● **Required work**
Put the lines below into a JSON array of strings, one string per line with blank lines omitted. Begin with the line that contains "Target: sky" and stop after the line that contains "145), (823, 207)]", including both.

>>>

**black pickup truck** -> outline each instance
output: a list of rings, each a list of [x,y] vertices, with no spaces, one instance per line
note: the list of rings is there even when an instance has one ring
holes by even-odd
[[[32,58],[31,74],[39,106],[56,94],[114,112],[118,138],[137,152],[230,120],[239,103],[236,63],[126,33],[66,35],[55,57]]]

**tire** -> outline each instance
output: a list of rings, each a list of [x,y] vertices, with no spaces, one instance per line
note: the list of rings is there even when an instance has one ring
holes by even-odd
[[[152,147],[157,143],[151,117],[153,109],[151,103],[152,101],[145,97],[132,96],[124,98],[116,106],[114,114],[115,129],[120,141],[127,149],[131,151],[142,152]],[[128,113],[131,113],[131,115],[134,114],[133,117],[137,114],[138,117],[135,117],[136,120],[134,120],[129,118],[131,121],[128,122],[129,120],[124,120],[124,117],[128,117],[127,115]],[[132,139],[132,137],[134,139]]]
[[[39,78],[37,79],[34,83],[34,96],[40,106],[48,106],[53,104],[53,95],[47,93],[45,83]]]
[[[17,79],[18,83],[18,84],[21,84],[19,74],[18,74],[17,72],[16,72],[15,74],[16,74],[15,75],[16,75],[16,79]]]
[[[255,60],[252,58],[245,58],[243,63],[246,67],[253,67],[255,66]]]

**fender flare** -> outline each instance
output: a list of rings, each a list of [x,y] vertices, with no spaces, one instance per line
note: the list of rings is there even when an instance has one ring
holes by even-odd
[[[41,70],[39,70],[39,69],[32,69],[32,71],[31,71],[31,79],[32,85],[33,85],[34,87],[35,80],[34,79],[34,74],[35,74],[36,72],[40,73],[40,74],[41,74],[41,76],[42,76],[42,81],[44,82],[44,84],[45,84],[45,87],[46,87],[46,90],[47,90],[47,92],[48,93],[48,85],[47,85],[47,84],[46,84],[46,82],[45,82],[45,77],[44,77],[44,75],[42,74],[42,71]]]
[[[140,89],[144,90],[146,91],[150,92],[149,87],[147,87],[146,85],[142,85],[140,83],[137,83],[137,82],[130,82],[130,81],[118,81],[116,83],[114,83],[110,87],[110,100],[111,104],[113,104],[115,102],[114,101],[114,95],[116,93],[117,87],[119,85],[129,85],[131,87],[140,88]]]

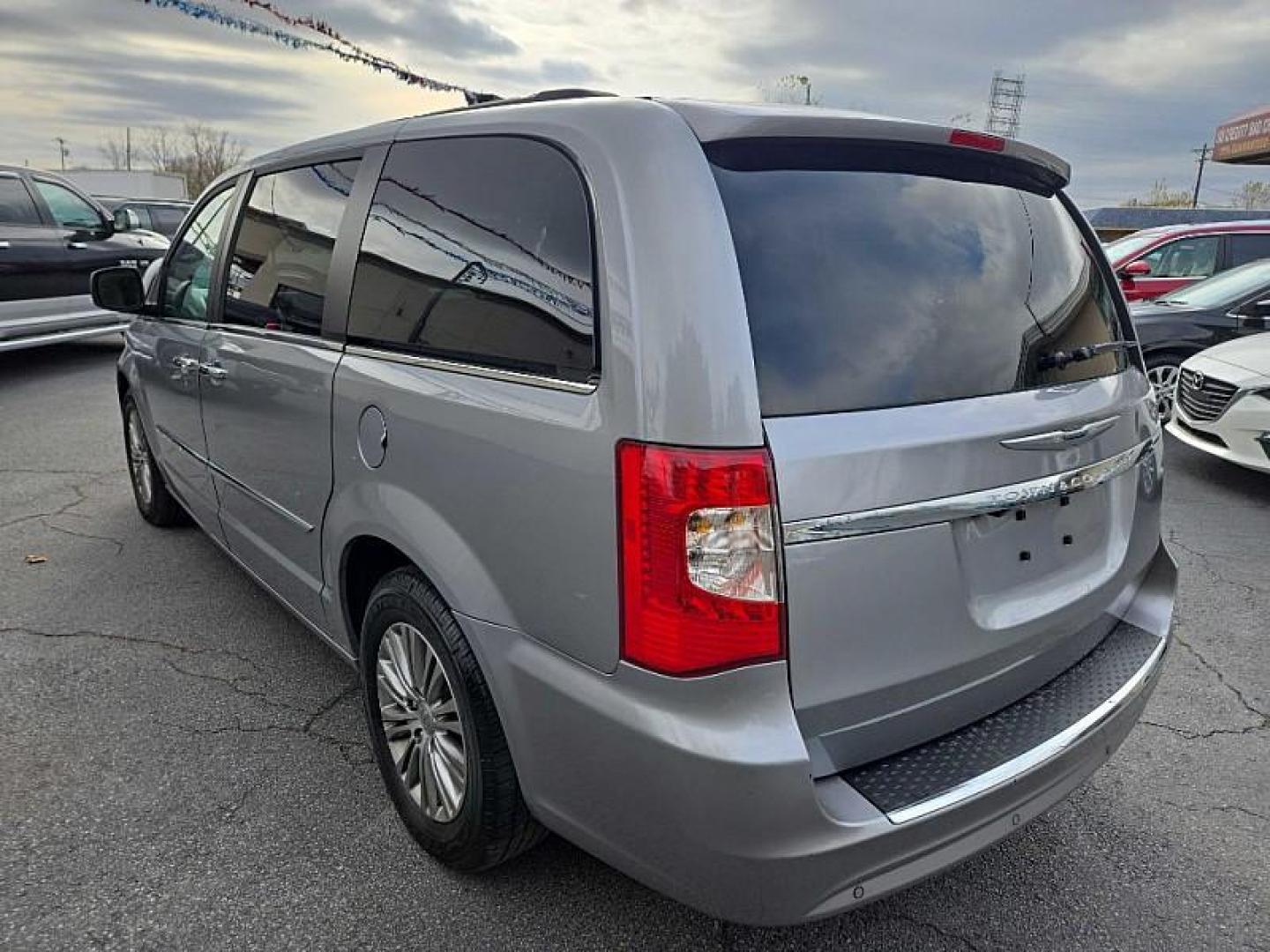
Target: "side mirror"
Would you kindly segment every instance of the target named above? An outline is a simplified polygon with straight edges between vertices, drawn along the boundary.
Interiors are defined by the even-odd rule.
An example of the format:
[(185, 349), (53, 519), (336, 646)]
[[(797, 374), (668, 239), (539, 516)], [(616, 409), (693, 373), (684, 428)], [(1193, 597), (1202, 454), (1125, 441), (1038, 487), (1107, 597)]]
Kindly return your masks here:
[(1240, 327), (1243, 330), (1270, 330), (1270, 298), (1245, 305), (1240, 310)]
[(141, 228), (141, 218), (132, 208), (119, 208), (114, 213), (116, 231), (137, 231)]
[(141, 274), (136, 268), (119, 265), (100, 268), (89, 279), (93, 303), (105, 311), (141, 314), (146, 308), (146, 294), (141, 287)]

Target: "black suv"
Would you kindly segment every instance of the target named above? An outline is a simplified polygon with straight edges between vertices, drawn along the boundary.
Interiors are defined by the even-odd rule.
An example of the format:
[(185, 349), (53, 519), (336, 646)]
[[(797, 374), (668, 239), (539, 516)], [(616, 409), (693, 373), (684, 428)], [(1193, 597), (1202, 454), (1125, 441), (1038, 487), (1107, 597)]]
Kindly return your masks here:
[(126, 231), (71, 183), (0, 165), (0, 352), (98, 336), (126, 326), (89, 296), (98, 268), (145, 269), (168, 249)]

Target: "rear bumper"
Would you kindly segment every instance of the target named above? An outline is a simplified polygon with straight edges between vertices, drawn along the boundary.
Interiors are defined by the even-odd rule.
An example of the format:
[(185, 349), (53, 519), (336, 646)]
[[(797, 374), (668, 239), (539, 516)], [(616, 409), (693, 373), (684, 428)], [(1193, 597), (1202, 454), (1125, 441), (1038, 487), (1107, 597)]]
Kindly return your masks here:
[(960, 862), (1085, 781), (1156, 685), (1175, 580), (1161, 547), (1118, 611), (1157, 647), (1078, 729), (903, 821), (839, 776), (812, 779), (784, 664), (692, 680), (625, 665), (602, 675), (518, 632), (461, 622), (544, 824), (702, 911), (777, 925), (845, 911)]

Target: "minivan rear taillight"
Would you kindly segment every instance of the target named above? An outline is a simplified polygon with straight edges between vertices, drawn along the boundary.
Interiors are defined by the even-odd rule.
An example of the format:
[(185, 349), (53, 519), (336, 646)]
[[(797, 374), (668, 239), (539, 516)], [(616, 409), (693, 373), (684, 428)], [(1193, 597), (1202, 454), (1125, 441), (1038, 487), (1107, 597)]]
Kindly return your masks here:
[(766, 449), (617, 444), (622, 659), (707, 674), (785, 656)]

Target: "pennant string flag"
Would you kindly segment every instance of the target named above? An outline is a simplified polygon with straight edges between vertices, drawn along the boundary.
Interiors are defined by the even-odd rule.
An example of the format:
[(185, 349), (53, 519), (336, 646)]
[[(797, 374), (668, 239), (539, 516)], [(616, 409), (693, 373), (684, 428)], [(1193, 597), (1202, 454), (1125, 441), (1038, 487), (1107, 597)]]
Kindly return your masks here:
[(296, 29), (310, 29), (314, 33), (324, 37), (324, 41), (309, 39), (307, 37), (301, 37), (296, 33), (279, 29), (277, 27), (265, 25), (258, 20), (253, 20), (246, 17), (239, 17), (232, 13), (226, 13), (215, 4), (207, 3), (207, 0), (137, 0), (146, 6), (152, 6), (156, 10), (175, 10), (187, 17), (192, 17), (196, 20), (204, 20), (207, 23), (213, 23), (218, 27), (225, 27), (226, 29), (236, 29), (240, 33), (249, 36), (262, 37), (264, 39), (273, 41), (274, 43), (281, 43), (282, 46), (291, 47), (292, 50), (315, 50), (324, 53), (330, 53), (338, 56), (344, 62), (353, 62), (362, 66), (368, 66), (376, 72), (384, 72), (395, 79), (411, 85), (420, 86), (422, 89), (431, 90), (433, 93), (462, 93), (469, 102), (480, 100), (489, 98), (486, 93), (476, 93), (466, 86), (460, 86), (455, 83), (444, 83), (442, 80), (432, 79), (431, 76), (422, 76), (418, 72), (411, 72), (404, 66), (387, 60), (382, 56), (377, 56), (356, 43), (345, 39), (339, 32), (328, 24), (325, 20), (319, 20), (314, 17), (296, 17), (288, 14), (279, 9), (277, 4), (269, 3), (269, 0), (240, 0), (240, 3), (246, 4), (250, 8), (258, 9), (263, 13), (272, 15), (274, 19), (282, 22), (283, 24), (296, 28)]

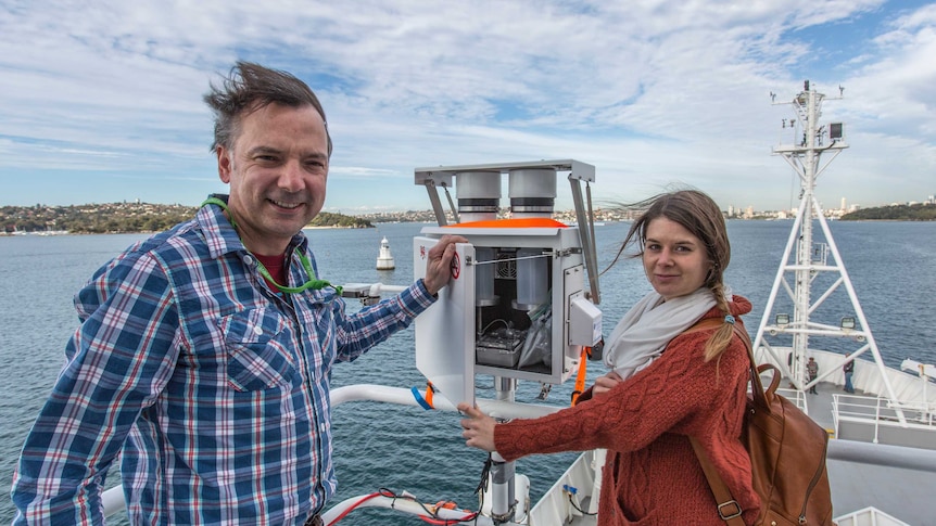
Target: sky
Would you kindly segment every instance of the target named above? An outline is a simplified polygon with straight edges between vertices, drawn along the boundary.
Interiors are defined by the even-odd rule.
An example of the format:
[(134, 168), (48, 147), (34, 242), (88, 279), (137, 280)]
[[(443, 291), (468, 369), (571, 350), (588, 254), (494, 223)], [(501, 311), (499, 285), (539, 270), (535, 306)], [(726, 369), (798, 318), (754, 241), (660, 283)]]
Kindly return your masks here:
[(936, 194), (936, 3), (0, 0), (0, 206), (226, 192), (202, 97), (238, 60), (321, 100), (327, 211), (429, 209), (415, 168), (569, 158), (596, 206), (691, 187), (795, 207), (772, 149), (807, 79), (849, 145), (823, 207)]

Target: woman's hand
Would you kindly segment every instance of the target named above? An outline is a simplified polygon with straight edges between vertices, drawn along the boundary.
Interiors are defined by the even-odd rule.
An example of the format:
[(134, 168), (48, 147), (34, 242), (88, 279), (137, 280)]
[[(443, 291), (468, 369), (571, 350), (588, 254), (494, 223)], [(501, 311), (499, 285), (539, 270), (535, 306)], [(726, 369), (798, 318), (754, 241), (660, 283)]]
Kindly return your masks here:
[(494, 426), (497, 422), (465, 402), (458, 405), (458, 411), (466, 416), (461, 419), (461, 437), (465, 438), (465, 444), (484, 451), (494, 451)]
[(614, 371), (604, 376), (598, 376), (595, 379), (594, 387), (592, 387), (592, 395), (604, 395), (621, 382), (623, 382), (623, 379)]

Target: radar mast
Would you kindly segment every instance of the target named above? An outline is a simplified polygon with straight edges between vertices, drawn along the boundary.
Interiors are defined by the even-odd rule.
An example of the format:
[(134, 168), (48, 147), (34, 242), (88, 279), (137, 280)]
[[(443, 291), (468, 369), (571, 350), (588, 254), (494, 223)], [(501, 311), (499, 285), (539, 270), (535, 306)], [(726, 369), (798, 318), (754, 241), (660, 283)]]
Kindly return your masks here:
[[(842, 99), (845, 89), (839, 87)], [(775, 99), (775, 94), (771, 93)], [(845, 265), (839, 255), (832, 231), (826, 222), (822, 206), (815, 197), (815, 181), (835, 157), (848, 147), (845, 142), (845, 127), (842, 123), (821, 125), (822, 103), (827, 99), (820, 93), (814, 86), (810, 87), (809, 80), (804, 82), (804, 89), (793, 101), (788, 103), (773, 102), (773, 104), (789, 104), (794, 117), (783, 119), (784, 138), (792, 141), (783, 143), (773, 149), (774, 155), (781, 155), (799, 176), (799, 209), (786, 243), (780, 269), (770, 291), (770, 297), (764, 308), (763, 318), (755, 338), (755, 349), (760, 361), (769, 361), (777, 365), (790, 383), (799, 390), (807, 390), (824, 377), (835, 374), (836, 369), (826, 368), (820, 370), (819, 376), (809, 381), (807, 375), (807, 358), (810, 349), (810, 337), (834, 337), (844, 338), (859, 344), (859, 348), (849, 350), (848, 358), (855, 359), (870, 351), (884, 379), (887, 396), (897, 400), (894, 387), (887, 379), (886, 365), (881, 358), (881, 352), (874, 336), (864, 317), (864, 311), (858, 302), (851, 279), (845, 270)], [(832, 99), (830, 99), (832, 100)], [(823, 154), (832, 156), (821, 164)], [(813, 240), (813, 227), (818, 222), (824, 242)], [(792, 259), (792, 260), (790, 260)], [(831, 279), (819, 280), (820, 274), (830, 274)], [(788, 281), (793, 279), (793, 284)], [(827, 288), (815, 298), (811, 296), (811, 288), (818, 285), (827, 285)], [(829, 319), (823, 322), (810, 320), (817, 309), (830, 298), (839, 286), (844, 285), (851, 303), (851, 312), (843, 316), (837, 324), (830, 323)], [(793, 316), (775, 312), (777, 295), (785, 291), (792, 302)], [(790, 347), (771, 345), (767, 336), (787, 335), (792, 338)], [(903, 420), (902, 413), (900, 420)]]

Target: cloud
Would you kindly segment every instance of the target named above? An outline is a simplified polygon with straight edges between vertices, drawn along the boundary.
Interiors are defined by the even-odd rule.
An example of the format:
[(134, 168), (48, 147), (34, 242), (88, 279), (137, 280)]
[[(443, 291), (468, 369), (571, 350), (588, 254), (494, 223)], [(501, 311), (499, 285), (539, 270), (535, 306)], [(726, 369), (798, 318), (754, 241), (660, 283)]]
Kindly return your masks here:
[[(329, 206), (369, 206), (361, 201), (371, 197), (344, 182), (356, 181), (379, 191), (374, 206), (425, 208), (425, 193), (409, 188), (416, 167), (552, 157), (594, 164), (596, 192), (612, 198), (683, 181), (736, 205), (785, 207), (787, 200), (774, 196), (787, 193), (789, 169), (769, 154), (789, 115), (771, 106), (768, 94), (790, 100), (810, 77), (830, 97), (846, 87), (846, 98), (830, 101), (823, 117), (847, 123), (852, 149), (829, 179), (840, 176), (832, 175), (838, 168), (874, 179), (871, 170), (899, 167), (906, 184), (882, 192), (852, 183), (849, 192), (862, 202), (922, 198), (932, 192), (915, 184), (933, 171), (936, 65), (928, 57), (936, 53), (936, 8), (894, 5), (374, 0), (350, 9), (214, 0), (5, 7), (0, 151), (8, 155), (0, 178), (30, 167), (213, 178), (204, 171), (212, 169), (212, 125), (201, 98), (208, 82), (245, 59), (296, 74), (322, 100), (336, 141)], [(833, 37), (857, 40), (833, 49), (823, 40)], [(831, 56), (835, 62), (823, 62)], [(102, 187), (93, 185), (96, 192)], [(820, 184), (819, 192), (840, 188)], [(202, 191), (152, 189), (170, 202), (200, 202), (194, 192)], [(8, 198), (37, 201), (28, 188), (18, 192)]]

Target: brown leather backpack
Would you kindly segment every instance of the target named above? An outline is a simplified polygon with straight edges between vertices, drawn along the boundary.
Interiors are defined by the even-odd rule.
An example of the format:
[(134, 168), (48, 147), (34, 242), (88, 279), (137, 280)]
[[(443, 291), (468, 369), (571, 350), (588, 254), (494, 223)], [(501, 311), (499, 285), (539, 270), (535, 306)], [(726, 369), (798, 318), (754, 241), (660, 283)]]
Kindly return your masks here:
[[(708, 319), (696, 323), (690, 331), (721, 323), (721, 319)], [(734, 325), (734, 331), (744, 342), (750, 358), (752, 398), (747, 401), (741, 440), (750, 456), (754, 490), (760, 496), (760, 511), (755, 524), (835, 524), (832, 521), (832, 491), (825, 470), (829, 434), (793, 402), (776, 394), (780, 371), (771, 364), (758, 367), (747, 332), (739, 324)], [(768, 370), (773, 371), (773, 377), (764, 389), (760, 373)], [(690, 441), (718, 502), (719, 515), (730, 526), (744, 525), (741, 506), (732, 499), (714, 465), (695, 438), (690, 437)]]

<<<

● **Task response**
[
  "Target: sky",
  "Would you kindly segment every instance of the target named above? An outline is a simplified polygon with straight edges between vertices, drawn along the boundary.",
  "Interiors are defined by the even-odd rule.",
  "An example of the format:",
  "[(134, 168), (48, 147), (34, 242), (88, 279), (137, 280)]",
  "[[(443, 291), (468, 369), (571, 350), (588, 254), (494, 223)], [(501, 311), (499, 285), (539, 270), (535, 306)], [(726, 369), (798, 318), (754, 241), (660, 283)]]",
  "Kindly return your masks here:",
  "[(936, 194), (936, 3), (0, 0), (0, 206), (226, 192), (202, 97), (238, 60), (321, 100), (327, 211), (429, 209), (415, 168), (569, 158), (596, 206), (691, 187), (795, 207), (772, 149), (807, 79), (849, 145), (823, 207)]"
]